→ **Instructions to follow**
Note each line in the data below that holds "shoelace", and copy it.

→ **Excerpted data**
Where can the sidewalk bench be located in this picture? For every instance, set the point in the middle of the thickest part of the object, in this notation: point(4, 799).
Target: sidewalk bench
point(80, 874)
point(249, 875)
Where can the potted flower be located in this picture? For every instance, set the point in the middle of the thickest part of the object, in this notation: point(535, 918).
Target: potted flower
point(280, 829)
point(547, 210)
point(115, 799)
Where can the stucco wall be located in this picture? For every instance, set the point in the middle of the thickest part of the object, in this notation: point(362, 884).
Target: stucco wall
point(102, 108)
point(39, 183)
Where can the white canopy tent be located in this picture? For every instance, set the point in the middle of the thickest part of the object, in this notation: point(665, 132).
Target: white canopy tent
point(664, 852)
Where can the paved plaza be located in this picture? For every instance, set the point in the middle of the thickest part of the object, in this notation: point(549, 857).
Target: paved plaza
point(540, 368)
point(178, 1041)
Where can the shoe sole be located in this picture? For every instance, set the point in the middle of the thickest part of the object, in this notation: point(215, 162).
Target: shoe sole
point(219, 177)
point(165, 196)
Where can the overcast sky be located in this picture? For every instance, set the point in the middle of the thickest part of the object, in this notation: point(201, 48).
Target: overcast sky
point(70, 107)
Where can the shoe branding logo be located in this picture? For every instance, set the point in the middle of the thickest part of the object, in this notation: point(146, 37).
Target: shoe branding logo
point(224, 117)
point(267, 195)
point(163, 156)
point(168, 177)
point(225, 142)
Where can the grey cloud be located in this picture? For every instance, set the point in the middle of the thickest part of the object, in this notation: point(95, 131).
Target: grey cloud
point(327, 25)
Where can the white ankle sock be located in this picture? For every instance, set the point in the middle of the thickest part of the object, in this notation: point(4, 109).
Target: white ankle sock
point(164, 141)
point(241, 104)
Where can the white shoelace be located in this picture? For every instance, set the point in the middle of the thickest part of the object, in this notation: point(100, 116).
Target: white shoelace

→ **Reply to the exercise**
Where can the white shoelace be located in this picture? For every instance, set the point in the middle of the thickest part of the object, in this notation: point(100, 116).
Target: white shoelace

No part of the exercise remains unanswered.